### The exercise
How many lines in the rows below contain the string "white"? Reply with the number alone.

______________________________

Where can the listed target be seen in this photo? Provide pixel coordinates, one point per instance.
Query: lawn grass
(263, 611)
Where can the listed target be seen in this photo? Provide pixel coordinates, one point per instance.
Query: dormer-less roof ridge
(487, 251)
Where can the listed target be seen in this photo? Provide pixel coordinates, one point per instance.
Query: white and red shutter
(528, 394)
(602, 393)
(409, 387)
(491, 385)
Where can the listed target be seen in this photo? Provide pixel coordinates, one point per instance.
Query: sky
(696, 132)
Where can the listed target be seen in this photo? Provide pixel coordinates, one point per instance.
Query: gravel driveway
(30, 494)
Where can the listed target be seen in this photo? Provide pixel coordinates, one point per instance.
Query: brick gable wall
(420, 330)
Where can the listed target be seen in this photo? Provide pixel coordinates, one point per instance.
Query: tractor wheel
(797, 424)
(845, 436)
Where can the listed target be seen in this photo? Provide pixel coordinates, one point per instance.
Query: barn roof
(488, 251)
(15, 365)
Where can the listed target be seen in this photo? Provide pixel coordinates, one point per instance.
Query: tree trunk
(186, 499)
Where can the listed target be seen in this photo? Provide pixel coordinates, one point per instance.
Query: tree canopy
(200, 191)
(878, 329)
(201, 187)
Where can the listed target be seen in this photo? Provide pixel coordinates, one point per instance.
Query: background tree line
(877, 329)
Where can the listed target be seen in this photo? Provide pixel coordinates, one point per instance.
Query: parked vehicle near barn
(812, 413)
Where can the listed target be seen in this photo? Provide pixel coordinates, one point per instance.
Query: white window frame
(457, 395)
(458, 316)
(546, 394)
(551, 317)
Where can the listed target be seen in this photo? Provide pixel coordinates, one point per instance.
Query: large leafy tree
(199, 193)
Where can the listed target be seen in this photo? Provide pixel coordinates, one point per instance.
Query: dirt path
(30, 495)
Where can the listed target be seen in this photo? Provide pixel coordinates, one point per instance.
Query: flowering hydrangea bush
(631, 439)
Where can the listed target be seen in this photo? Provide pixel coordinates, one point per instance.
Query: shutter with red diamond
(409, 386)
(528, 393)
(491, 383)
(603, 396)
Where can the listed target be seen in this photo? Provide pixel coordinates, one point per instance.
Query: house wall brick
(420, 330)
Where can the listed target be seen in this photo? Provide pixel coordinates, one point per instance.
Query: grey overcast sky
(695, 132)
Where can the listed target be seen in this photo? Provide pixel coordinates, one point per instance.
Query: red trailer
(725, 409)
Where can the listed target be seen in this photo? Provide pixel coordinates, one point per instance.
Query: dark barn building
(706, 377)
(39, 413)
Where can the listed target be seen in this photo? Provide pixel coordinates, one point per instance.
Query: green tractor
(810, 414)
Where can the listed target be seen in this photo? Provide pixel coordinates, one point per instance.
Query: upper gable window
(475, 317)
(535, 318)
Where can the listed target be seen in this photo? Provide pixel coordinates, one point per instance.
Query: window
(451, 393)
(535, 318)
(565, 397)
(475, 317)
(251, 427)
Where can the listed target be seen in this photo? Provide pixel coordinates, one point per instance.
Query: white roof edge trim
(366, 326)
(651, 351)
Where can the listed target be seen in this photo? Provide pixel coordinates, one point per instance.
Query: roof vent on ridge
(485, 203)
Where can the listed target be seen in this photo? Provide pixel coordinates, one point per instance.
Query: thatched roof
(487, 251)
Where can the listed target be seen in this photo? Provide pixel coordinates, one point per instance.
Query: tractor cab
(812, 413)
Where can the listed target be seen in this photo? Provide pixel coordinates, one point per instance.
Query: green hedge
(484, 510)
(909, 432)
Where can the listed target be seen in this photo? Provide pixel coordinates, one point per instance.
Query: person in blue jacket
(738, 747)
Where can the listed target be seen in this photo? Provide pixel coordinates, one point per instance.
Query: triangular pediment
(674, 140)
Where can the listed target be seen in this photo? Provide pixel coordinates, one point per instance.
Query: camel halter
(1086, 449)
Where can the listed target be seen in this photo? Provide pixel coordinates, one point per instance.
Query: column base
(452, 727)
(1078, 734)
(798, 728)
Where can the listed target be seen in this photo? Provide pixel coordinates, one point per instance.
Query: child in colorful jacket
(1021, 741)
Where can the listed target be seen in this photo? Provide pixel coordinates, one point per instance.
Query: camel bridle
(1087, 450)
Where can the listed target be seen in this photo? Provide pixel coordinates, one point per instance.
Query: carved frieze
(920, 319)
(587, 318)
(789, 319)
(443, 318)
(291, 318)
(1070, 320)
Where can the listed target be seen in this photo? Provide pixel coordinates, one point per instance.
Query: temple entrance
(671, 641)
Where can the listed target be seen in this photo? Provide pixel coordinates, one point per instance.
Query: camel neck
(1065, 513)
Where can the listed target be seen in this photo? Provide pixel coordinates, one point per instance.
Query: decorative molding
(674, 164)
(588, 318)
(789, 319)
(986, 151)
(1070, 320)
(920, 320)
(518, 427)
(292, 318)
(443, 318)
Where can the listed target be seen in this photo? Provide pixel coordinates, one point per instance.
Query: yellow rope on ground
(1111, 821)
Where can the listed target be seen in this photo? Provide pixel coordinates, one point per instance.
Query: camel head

______________________________

### Expected answer
3